ZADANIA DO WYKONANIA:
1) Do czego według recenzji spektaklu nawiązuje tytuł „Koń, kobieta i kanarek”?
2) Przepisz fragment recenzji spektaklu od "Należy to obwieścić" aż po "i zagrany znakomicie." i wstaw "przedstawienie" w miejsce "spektakl".
3) Napisz dalszy ciąg recenzji spektaklu „Koń, kobieta i kanarek”, zaczynając po jej ostatnim zdaniu.

TEKST ŹRÓDŁOWY:

W miasteczku na K. albo na S.

"Koń, kobieta i kanarek" - reż. Remigiusz Brzyk - Teatr Zagłębia w Sosnowcu

Należy to obwieścić dużymi literami: REMIGIUSZ BRZYK I TOMASZ ŚPIEWAK WRÓCILI DO TEATRU ZAGŁĘBIA. Trzeba krzyczeć i zachęcać do wypraw do sosnowieckiego teatru, bo twórcom osławionego "Korzeńca" udało się stworzyć kolejne bardzo dobre dzieło. Oto wreszcie mamy w Górnośląskim Okręgu Przemysłowym spektakl, na który warto wydać wszelkie pieniądze - odważny, radykalny, szczery, napisany z polotem i zagrany znakomicie.

"Koń, kobieta i kanarek" (tytuł nawiązuje do tzw. zasady 3K - wprowadzonego w latach pięćdziesiątych zakazu wprowadzania do kopalń koni, kobiet i kanarków) jednych wzburzy, innych poruszy, nie można jednak mu odmówić wysokiego poziomu realizacyjnego.

Tomasz Śpiewak napisał tekst, w którym na legendę z dziejów górniczego Śląska i Zagłębia (akcja rozgrywa się gdzieś w miasteczku na K. albo na S.) nakłada się wypowiedź o współczesnych prawach kobiet (właściwie dosyć konkretnym prawie do aborcji) oraz historia świętej Barbary, torturowanej i zgładzonej przez własnego ojca za przejście na chrześcijaństwo. Córka Sztygara (fenomenalna Edyta Ostojak) zachodzi w niechcianą ciążę ze swoim mężem (Piotr Żurawski). Równolegle w ciąży jest suka, przygarnięta przez nią od miejscowego Głupka (Michał Bałaga) - narratora historii. Tymczasem chroniącej robotniczą osadę figurce świętej Barbary odpada ręka z mieczem, co staje się sugestią, że w społeczności pojawił się grzech. Rychło, wokół siedzącej pośrodku sceny głównej bohaterki, rozpoczyna się spektakl linczu i prób odkupienia jej przewinienia. Wszystkiemu dowodzi Ksiądz (Piotr Bułka), postanawiający odbudować figurę świętej w wersji pięćdziesięciometrowej.

SUROWE DANE:

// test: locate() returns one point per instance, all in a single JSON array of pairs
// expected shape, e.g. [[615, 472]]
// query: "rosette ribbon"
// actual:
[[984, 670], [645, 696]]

WYNIKI ZADAŃ:
1) Do tzw. zasady 3K, czyli wprowadzonego w latach pięćdziesiątych zakazu wprowadzania do kopalń koni, kobiet i kanarków.

2)
Należy to obwieścić dużymi literami: REMIGIUSZ BRZYK I TOMASZ ŚPIEWAK WRÓCILI DO TEATRU ZAGŁĘBIA. Trzeba krzyczeć i zachęcać do wypraw do sosnowieckiego teatru, bo twórcom osławionego "Korzeńca" udało się stworzyć kolejne bardzo dobre dzieło. Oto wreszcie mamy w Górnośląskim Okręgu Przemysłowym przedstawienie, na który warto wydać wszelkie pieniądze - odważny, radykalny, szczery, napisany z polotem i zagrany znakomicie.

3)
Scena zaaranżowana została na ogromny plac budowy, pośrodku którego stoi figurka świętej Barbary zastępowana potem ogromnym pomnikiem. Widzowie oddzieleni są od bohaterów metalową siatką, dającą pozór bezpieczeństwa. Remigiusz Brzyk bynajmniej nie narusza w radykalny sposób reguły czwartej ściany. Zdarza się co prawda, że aktorzy wychodzą do publiczności, nie wymuszają jednak interakcji. "Niebezpieczność" "Konia, kobiety i kanarka" leży gdzie indziej - w otwarcie konfrontacyjnej wymowie spektaklu. Poruszając problem aborcji twórcy jednoznacznie wypowiadają się za opcją pro choice, wytrącając wszelkie argumenty stronie pro life prostym stwierdzeniem wyrażonym w jej języku: jeśli kobieta nie chce dziecka, to ma prawo nie chcieć - skoro pojawiło się w niej niechcenie, to widocznie leży ono również w jej naturze. Nic więcej się nie liczy. Nawet papieskie słowa, porównujące aborcję do wybuchu bomby atomowej.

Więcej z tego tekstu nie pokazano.